*THE RECORDS*:
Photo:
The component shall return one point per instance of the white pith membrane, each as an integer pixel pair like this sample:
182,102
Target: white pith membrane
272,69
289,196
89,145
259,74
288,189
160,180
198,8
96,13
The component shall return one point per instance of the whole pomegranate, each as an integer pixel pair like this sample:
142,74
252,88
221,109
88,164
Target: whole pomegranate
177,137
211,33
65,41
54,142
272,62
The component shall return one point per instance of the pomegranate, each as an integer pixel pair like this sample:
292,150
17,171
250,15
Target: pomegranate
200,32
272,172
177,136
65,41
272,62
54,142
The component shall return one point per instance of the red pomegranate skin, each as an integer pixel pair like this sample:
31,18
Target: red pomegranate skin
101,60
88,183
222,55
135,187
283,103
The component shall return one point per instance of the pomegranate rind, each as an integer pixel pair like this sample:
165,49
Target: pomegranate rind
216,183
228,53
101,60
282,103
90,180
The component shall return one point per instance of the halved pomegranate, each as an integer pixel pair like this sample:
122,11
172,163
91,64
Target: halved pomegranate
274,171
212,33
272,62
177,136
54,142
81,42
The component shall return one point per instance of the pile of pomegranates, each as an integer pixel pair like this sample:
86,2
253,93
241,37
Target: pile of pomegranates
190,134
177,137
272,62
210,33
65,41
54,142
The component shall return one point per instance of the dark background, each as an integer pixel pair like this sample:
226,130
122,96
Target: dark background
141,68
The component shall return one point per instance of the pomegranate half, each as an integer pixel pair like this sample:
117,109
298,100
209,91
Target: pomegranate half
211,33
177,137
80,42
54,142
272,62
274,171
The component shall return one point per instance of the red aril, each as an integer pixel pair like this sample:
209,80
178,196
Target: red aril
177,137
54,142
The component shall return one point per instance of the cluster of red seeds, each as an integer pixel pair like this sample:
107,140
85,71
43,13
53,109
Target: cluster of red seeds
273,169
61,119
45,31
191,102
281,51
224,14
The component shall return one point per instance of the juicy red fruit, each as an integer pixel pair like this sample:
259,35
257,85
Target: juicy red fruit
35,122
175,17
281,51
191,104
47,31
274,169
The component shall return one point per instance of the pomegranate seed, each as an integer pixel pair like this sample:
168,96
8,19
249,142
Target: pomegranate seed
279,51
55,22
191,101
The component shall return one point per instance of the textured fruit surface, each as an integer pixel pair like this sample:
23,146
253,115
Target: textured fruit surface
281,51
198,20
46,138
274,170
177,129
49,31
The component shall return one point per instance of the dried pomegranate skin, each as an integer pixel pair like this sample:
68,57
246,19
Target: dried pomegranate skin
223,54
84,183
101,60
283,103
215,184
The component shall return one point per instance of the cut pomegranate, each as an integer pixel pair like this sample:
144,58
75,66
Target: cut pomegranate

*EXERCISE INSTRUCTIONS*: Reproduce the material word for word, starting at the line containing "The component shall return one point per instance of the dark" and continuing through its final line.

*THE COMPLETED TASK*:
The component shall return one point per instance of the dark background, each as an integer pixel pair like this sample:
226,130
122,96
Target: dark background
141,68
The component shall return one point per instance of the pomegranate half, each as an integer pixel pair like this sample:
117,109
298,100
209,91
Target: pomegranate half
211,33
177,137
80,42
54,142
272,62
274,171
The component shall return one point per instance of the red aril, each as an integer pixel pair like this sample:
209,80
178,196
Target: red aril
177,137
54,142
The component shall return one point per instance of the cluster of red seeds, each as an integer pixel pair like this sample:
107,140
85,71
43,13
53,109
Target: cluster of red seeds
273,169
61,119
45,31
191,102
281,51
224,14
The component shall return one point per instance of the juicy red fruit, each as an integer pixel pair like this sample:
259,35
257,85
Target: juicy red fruit
35,122
175,17
281,51
191,104
47,31
274,169
The component shall return one point per instance of the pomegranate seed, each as an integer pixel pair like this sample:
168,96
8,19
249,142
Target: pomegranate seed
279,51
55,22
191,101
The component shall return one point per instance of the textured fruit surface, each as an integer pixel pair like this sample:
23,146
253,115
Target: textured fruit surface
281,51
198,20
46,138
274,170
177,129
49,31
The component shall return one point per instance of the dried pomegranate skin, each as an integer pixel pair like this sample:
68,57
246,19
Target: dried pomegranate skin
223,54
84,183
101,60
283,103
215,184
The component shall return one point per instance of the cut pomegranate, each as an integer pixel pair like this sample:
144,58
75,66
Target: cut pomegranate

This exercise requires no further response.